**Description of the task**
Gather every line in the rows below that contains the word "woven".

--- Exercise inputs ---

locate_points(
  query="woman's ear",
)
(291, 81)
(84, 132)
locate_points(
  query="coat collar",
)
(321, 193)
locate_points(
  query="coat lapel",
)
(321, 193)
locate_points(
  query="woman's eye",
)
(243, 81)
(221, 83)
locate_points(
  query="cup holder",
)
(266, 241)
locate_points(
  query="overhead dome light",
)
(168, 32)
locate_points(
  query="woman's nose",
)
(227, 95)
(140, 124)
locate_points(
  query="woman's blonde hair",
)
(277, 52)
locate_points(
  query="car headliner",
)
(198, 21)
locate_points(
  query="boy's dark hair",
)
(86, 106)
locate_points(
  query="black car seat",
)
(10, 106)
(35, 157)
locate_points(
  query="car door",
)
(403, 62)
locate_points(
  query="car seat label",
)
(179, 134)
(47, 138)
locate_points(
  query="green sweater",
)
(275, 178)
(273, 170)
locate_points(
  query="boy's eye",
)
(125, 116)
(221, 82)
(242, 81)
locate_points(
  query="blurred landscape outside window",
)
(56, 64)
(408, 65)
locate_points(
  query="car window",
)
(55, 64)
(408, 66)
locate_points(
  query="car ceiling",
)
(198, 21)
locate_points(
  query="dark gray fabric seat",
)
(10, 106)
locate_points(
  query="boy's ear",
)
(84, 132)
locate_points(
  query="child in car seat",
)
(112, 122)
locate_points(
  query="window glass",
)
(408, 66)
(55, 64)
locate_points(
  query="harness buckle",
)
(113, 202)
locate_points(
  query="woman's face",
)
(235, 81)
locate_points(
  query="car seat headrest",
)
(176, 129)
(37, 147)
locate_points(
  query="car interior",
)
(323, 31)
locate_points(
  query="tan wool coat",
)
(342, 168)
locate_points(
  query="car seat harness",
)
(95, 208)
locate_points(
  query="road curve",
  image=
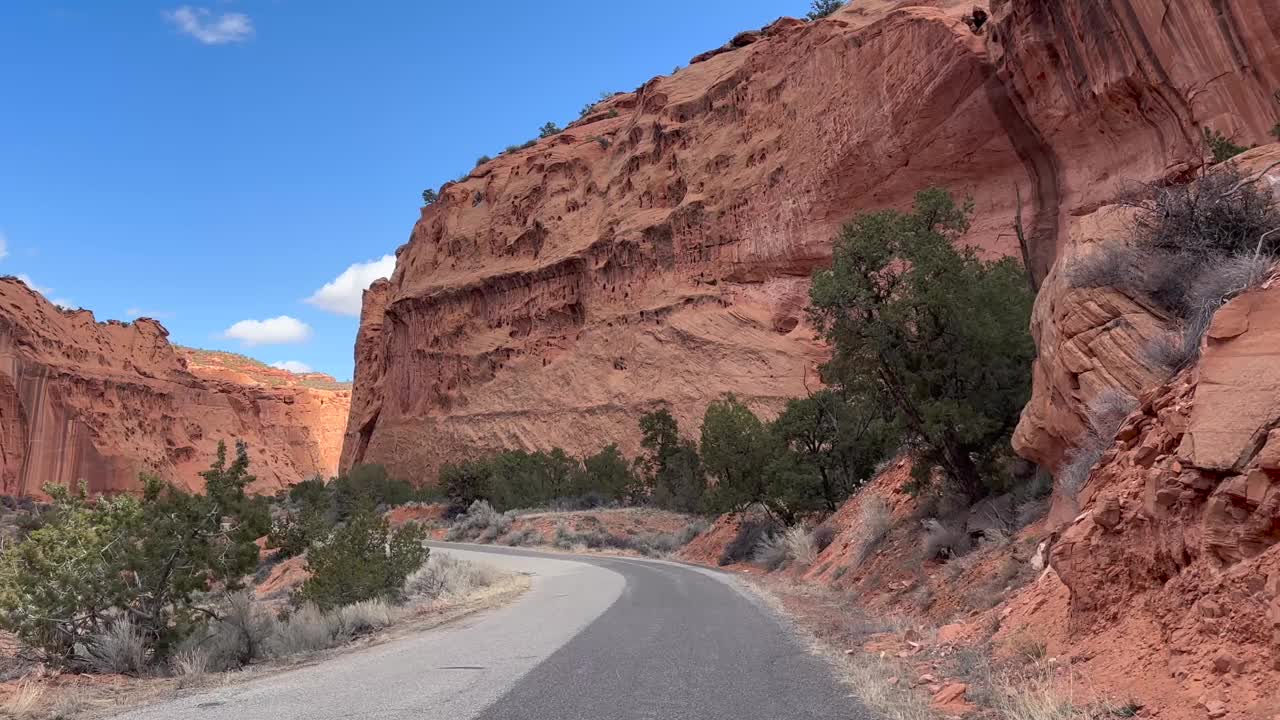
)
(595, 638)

---
--- Exercise inputs ---

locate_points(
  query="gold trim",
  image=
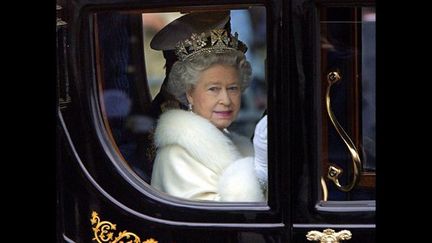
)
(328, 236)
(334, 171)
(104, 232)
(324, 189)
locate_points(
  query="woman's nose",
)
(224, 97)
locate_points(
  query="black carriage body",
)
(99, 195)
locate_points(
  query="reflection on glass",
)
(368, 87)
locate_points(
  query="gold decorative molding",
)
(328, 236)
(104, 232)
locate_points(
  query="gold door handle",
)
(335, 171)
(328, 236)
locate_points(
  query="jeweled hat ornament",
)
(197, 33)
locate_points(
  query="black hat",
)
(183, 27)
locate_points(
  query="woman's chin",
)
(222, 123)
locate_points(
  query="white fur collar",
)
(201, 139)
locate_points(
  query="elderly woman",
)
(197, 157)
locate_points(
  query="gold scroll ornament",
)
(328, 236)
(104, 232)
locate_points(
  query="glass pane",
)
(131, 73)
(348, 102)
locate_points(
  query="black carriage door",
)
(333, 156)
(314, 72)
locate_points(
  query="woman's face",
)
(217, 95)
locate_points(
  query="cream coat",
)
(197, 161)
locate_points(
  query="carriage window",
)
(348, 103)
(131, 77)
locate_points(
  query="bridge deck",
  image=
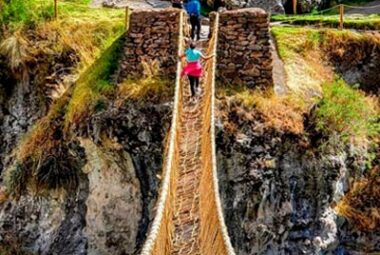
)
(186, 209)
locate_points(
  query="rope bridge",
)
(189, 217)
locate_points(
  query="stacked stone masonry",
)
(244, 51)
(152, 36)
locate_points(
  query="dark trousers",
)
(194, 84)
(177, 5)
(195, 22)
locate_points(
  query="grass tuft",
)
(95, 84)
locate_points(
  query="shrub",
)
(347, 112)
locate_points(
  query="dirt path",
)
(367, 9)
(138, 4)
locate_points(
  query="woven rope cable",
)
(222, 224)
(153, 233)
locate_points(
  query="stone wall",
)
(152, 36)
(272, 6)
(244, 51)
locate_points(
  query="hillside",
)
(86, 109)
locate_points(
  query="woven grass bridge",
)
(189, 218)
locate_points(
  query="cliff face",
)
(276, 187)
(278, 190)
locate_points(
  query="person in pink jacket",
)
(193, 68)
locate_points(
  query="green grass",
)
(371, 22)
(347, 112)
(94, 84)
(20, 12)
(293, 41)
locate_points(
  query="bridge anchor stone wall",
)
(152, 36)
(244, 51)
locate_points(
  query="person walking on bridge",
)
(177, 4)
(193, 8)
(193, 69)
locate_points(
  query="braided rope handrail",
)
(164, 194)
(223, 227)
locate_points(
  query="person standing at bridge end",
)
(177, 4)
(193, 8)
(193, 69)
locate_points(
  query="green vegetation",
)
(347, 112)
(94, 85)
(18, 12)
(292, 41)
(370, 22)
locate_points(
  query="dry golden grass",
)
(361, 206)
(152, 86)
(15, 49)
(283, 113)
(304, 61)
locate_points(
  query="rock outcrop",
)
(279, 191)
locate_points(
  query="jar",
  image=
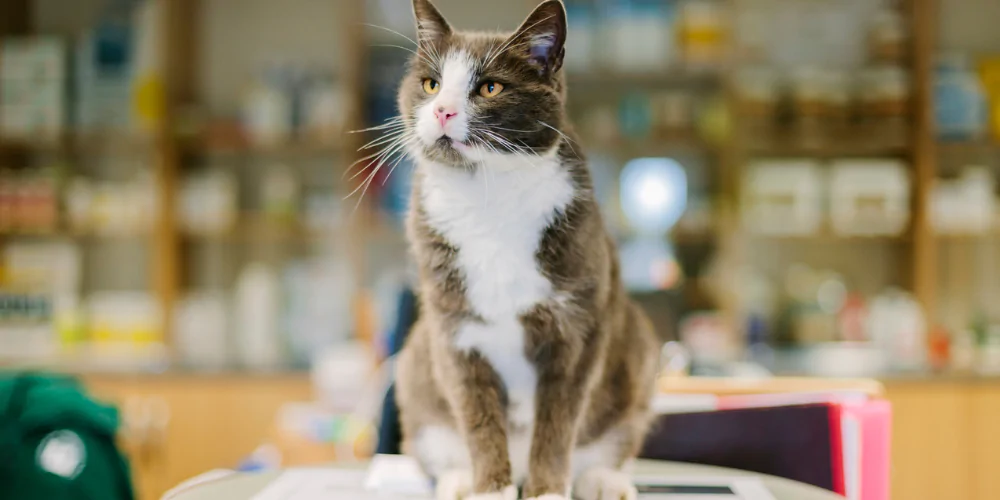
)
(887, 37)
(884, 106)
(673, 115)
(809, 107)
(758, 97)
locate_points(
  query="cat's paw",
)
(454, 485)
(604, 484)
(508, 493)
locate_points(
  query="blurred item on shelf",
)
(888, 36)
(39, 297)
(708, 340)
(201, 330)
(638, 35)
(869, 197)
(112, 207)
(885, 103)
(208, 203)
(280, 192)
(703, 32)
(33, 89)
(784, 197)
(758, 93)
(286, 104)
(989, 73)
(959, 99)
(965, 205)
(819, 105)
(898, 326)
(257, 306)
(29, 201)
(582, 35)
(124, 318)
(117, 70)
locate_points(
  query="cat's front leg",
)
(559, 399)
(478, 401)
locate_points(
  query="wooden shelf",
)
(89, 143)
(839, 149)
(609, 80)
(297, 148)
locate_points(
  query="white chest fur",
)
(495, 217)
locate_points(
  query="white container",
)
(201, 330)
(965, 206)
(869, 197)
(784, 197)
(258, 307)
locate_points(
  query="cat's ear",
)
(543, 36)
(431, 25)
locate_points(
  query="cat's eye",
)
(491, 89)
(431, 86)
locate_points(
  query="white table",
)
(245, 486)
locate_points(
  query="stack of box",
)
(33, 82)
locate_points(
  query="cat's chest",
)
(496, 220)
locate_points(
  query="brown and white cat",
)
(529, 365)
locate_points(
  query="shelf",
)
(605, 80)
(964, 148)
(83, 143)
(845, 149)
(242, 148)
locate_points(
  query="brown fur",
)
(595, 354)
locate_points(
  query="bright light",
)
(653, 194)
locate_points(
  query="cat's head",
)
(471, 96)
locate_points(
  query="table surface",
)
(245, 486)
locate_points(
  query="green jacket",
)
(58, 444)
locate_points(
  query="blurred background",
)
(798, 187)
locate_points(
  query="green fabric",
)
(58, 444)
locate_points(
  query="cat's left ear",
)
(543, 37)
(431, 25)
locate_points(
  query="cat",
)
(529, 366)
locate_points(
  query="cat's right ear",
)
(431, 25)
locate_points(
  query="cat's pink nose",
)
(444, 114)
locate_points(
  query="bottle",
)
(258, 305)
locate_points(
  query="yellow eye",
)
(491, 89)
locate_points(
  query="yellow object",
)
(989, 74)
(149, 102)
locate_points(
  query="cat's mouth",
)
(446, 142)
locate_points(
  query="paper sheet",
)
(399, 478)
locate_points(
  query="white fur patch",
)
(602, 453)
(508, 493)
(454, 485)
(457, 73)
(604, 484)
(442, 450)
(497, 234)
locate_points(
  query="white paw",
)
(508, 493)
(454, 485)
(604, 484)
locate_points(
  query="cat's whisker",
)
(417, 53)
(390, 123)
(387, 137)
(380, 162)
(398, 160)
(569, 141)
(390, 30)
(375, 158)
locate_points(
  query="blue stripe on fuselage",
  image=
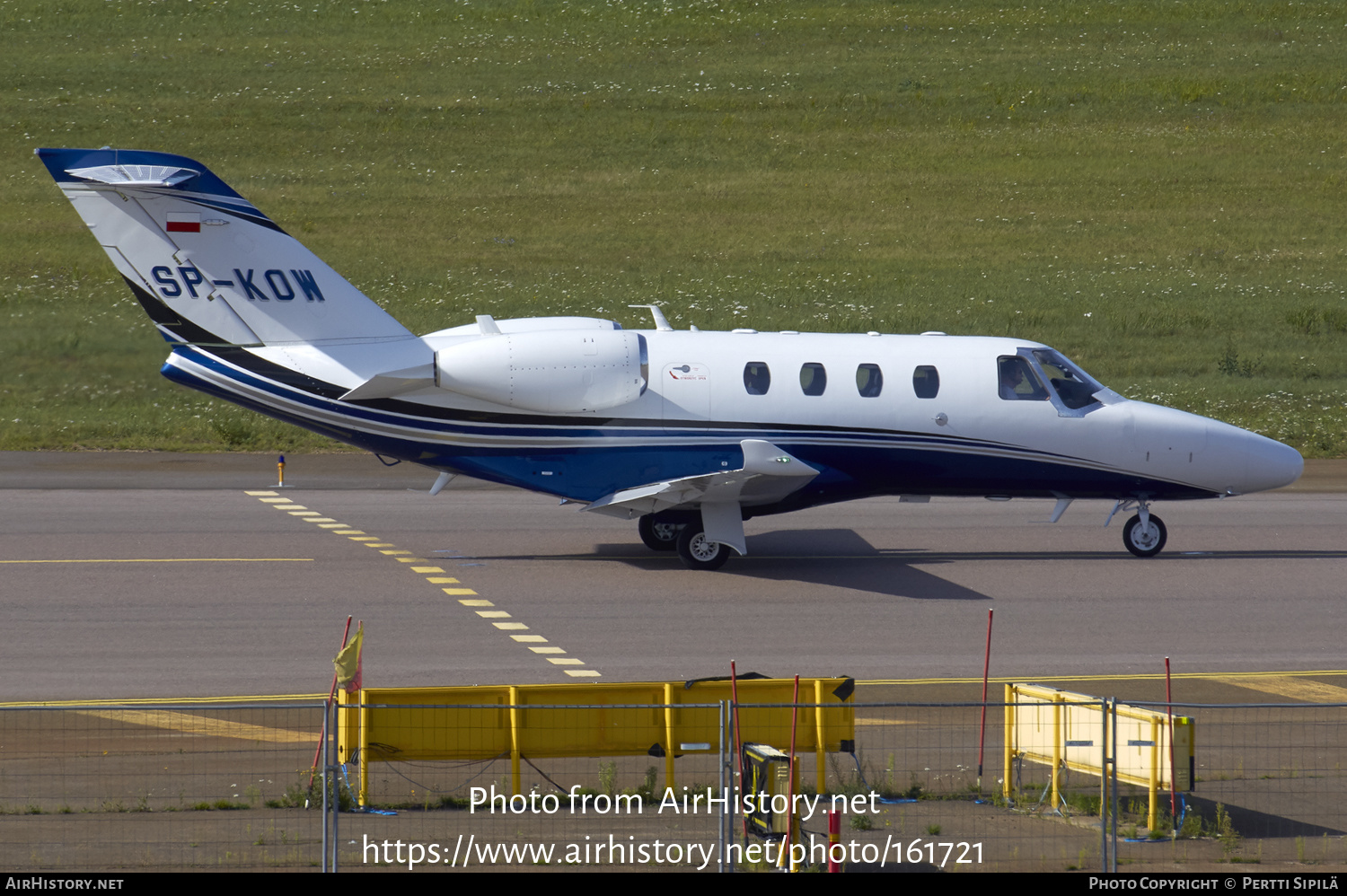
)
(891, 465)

---

**Output below**
  query="woven rope cable",
  query="woven grass bridge",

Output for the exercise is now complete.